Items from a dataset
------------------------
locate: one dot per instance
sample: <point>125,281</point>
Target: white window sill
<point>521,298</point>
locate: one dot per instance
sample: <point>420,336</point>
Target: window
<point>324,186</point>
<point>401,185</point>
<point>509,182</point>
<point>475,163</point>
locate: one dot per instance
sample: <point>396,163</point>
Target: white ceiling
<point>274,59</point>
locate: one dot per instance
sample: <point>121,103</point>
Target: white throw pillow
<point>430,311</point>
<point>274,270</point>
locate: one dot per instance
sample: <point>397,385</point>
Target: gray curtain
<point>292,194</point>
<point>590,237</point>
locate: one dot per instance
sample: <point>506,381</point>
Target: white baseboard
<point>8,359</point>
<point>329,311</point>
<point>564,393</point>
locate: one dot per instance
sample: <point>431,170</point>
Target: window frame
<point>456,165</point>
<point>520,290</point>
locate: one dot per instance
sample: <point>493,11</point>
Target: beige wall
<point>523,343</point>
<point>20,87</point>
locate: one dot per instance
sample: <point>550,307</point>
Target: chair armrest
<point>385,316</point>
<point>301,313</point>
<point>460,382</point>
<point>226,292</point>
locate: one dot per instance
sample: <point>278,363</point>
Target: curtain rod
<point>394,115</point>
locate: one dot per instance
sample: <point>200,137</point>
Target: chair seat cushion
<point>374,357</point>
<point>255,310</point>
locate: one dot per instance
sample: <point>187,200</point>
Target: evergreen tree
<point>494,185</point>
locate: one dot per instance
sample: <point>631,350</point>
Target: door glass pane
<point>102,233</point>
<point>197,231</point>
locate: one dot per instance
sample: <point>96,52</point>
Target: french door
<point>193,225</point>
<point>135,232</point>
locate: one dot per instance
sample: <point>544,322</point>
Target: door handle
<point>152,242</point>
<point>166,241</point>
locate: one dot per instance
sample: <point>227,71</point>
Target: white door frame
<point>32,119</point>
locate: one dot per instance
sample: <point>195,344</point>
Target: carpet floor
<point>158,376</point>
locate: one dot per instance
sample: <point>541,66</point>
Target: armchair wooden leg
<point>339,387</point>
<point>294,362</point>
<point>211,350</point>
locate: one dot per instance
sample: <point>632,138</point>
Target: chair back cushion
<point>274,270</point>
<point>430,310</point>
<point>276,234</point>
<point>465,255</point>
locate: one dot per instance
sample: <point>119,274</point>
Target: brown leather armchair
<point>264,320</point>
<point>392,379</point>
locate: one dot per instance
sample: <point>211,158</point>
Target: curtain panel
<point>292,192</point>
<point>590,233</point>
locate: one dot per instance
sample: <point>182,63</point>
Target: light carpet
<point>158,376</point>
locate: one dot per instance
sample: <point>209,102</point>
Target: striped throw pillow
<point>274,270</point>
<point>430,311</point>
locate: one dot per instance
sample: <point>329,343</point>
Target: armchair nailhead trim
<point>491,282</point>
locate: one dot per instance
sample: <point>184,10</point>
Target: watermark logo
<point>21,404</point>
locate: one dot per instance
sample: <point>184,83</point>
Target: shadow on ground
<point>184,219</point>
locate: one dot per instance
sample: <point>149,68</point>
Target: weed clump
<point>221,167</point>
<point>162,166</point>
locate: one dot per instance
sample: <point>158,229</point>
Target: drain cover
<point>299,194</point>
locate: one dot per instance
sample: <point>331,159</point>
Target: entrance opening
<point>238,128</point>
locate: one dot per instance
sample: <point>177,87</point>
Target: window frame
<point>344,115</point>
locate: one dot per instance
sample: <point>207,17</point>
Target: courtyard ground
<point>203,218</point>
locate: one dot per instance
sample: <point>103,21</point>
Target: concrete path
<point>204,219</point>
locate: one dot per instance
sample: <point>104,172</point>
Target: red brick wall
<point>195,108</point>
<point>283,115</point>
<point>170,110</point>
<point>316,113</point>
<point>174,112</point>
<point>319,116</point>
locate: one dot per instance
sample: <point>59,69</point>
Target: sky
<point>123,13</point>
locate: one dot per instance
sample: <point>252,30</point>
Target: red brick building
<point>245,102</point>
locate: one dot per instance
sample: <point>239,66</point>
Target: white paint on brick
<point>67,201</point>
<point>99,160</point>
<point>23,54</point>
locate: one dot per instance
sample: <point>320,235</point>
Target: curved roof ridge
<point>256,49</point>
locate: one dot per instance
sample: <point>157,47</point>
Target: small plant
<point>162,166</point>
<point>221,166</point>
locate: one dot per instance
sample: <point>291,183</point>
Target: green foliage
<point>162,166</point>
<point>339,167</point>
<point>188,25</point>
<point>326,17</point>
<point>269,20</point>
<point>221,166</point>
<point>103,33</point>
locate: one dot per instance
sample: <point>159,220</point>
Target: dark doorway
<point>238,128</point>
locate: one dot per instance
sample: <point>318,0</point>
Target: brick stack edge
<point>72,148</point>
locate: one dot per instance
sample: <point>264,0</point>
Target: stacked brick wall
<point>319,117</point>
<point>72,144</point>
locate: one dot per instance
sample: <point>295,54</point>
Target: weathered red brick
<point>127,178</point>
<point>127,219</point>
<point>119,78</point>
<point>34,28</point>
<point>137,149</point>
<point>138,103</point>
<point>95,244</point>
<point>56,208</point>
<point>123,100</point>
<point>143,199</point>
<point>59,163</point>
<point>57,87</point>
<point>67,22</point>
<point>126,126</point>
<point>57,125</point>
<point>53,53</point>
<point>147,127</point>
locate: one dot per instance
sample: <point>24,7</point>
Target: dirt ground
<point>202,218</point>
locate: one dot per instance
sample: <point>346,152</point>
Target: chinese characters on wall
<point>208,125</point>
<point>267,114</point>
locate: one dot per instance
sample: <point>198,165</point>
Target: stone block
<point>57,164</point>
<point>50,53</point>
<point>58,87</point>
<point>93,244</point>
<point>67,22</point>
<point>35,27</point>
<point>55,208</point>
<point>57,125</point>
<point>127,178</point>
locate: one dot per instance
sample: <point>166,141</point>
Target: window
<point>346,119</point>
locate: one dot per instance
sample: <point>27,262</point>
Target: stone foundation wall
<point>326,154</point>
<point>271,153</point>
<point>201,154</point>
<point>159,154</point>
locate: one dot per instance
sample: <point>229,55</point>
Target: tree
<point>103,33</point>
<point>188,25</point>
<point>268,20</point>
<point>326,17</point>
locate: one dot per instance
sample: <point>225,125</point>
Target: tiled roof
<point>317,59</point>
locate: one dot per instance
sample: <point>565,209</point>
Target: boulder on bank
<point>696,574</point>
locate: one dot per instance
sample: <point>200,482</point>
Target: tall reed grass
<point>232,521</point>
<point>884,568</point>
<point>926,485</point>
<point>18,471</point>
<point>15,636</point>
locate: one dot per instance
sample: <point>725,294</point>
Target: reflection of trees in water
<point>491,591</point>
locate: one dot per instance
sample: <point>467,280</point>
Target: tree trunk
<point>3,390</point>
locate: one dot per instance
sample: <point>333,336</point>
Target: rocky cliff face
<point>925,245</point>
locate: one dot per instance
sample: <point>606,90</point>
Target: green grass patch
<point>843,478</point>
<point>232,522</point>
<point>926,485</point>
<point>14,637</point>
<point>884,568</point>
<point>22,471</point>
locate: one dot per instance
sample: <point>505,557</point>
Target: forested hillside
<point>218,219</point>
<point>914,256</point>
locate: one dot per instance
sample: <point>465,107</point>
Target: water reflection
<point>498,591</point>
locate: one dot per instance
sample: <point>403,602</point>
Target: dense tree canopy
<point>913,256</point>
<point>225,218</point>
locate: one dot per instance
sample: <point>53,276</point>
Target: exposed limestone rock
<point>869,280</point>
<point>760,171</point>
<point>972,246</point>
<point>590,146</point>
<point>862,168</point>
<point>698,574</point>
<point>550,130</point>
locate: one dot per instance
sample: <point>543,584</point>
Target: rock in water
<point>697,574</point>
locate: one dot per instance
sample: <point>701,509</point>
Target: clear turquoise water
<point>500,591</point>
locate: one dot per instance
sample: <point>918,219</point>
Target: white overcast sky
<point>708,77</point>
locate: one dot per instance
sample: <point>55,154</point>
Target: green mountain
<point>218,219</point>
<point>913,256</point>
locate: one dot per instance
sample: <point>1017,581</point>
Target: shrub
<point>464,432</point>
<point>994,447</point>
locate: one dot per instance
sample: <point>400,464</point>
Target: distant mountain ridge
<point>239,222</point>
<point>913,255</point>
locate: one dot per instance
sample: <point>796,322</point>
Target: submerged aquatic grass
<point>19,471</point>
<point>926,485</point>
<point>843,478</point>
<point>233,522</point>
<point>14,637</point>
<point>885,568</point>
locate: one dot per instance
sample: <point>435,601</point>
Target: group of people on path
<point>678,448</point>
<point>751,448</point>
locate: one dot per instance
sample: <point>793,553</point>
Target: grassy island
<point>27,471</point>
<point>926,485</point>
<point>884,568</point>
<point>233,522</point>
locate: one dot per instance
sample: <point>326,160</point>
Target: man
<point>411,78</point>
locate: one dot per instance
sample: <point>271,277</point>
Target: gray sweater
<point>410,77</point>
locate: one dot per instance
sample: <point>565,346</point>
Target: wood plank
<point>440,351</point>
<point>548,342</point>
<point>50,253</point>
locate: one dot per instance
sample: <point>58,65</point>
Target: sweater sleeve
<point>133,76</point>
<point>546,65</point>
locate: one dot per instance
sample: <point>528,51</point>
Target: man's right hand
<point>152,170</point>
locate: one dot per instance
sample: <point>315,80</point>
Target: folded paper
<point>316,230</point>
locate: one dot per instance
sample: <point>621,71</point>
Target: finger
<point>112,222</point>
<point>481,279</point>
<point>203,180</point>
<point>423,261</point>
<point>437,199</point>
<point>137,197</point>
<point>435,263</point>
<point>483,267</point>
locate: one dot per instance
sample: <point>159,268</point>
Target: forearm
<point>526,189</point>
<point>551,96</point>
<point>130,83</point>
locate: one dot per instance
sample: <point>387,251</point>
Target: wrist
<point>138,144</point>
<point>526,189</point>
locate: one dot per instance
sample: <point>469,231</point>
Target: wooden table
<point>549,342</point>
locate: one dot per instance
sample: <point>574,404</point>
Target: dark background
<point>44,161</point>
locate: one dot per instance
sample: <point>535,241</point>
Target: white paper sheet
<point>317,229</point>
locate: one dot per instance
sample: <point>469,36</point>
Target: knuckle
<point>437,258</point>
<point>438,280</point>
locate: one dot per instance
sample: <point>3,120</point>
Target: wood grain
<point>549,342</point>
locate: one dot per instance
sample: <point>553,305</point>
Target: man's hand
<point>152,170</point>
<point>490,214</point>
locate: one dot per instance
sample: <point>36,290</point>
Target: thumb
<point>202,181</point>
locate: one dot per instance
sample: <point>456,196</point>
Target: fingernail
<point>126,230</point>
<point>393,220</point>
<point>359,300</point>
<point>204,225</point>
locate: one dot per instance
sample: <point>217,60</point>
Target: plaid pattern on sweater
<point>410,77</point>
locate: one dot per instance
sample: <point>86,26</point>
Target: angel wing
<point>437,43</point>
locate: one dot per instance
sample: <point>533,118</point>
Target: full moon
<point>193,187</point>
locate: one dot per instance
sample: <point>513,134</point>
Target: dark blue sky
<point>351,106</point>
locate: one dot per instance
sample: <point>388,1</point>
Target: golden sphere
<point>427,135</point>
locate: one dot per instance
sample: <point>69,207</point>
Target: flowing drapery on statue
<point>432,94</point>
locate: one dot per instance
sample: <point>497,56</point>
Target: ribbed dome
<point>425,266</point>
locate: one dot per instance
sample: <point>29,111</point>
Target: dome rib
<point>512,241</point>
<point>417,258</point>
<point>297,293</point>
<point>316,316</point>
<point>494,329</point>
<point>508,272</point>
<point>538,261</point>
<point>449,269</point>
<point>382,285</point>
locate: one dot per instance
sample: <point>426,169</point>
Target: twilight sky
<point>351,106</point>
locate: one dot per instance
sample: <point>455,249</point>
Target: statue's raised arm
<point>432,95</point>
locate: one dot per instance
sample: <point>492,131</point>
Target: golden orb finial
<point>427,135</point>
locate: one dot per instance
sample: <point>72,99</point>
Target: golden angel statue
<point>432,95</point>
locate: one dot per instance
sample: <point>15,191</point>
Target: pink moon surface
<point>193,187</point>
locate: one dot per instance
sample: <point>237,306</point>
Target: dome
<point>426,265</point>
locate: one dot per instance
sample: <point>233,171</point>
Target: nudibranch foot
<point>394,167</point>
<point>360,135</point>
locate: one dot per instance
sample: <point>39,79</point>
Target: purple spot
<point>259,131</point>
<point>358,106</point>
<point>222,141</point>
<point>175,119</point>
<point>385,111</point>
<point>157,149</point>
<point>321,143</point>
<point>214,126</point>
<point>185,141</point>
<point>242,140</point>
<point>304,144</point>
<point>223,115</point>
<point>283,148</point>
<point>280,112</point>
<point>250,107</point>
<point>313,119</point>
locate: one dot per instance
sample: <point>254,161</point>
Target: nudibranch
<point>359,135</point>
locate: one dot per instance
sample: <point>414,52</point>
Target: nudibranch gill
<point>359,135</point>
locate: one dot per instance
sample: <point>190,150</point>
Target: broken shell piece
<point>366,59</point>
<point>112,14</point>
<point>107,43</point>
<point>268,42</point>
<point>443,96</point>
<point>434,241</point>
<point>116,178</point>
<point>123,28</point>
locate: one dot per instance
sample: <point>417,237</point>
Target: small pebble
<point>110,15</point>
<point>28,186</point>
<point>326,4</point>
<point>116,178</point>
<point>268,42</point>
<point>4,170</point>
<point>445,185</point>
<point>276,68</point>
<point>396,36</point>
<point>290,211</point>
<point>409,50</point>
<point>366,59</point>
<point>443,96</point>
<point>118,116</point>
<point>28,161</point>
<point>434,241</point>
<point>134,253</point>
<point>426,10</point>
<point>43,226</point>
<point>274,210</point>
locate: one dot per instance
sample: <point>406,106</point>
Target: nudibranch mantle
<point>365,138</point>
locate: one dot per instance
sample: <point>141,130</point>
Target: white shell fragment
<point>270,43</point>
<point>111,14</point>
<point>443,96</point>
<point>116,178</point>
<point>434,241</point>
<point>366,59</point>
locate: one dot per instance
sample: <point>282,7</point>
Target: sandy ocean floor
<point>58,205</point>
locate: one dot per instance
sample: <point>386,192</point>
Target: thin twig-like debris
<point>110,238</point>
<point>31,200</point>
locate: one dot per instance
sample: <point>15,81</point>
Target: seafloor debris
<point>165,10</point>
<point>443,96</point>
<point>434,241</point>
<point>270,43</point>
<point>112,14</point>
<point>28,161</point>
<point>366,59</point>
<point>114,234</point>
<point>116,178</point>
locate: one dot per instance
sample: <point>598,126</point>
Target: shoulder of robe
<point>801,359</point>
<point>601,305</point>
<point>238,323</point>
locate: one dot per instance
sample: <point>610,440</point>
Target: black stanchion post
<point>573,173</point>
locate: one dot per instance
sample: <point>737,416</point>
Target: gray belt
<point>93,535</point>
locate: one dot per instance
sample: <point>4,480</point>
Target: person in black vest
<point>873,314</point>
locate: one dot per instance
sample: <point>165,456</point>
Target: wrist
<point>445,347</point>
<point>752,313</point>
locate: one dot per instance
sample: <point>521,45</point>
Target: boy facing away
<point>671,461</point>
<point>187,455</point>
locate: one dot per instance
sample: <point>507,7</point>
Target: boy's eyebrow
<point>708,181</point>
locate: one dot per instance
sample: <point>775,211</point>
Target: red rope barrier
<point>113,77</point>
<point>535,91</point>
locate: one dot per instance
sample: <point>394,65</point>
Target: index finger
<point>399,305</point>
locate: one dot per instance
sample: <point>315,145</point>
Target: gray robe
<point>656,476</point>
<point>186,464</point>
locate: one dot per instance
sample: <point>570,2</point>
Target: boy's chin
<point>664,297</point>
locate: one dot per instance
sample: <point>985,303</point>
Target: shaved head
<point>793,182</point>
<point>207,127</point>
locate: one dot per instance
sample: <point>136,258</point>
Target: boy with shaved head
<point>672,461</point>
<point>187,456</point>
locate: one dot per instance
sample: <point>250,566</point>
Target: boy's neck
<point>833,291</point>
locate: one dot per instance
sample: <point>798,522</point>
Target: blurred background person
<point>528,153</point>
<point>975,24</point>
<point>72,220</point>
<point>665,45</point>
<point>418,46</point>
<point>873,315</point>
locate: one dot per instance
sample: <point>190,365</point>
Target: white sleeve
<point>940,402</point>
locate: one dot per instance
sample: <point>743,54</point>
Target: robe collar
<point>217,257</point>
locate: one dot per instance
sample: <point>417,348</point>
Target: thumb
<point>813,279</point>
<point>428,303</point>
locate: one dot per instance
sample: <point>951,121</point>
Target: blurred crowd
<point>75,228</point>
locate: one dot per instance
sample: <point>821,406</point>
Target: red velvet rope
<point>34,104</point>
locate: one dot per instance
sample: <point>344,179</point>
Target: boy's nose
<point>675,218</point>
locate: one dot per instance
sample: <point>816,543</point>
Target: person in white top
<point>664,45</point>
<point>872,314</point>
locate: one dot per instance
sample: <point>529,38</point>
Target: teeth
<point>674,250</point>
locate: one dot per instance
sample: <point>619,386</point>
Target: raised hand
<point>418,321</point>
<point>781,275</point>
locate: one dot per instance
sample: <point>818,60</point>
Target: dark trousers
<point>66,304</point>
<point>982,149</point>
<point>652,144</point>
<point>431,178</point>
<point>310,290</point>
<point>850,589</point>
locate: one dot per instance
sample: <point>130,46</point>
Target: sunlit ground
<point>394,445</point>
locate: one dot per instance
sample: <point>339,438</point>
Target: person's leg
------------------------
- **Task brief**:
Gather every line of the listing above that contains the word "rope", matching case exactly.

- **Solution for this task**:
Target: red rope barrier
Target: red velvet rope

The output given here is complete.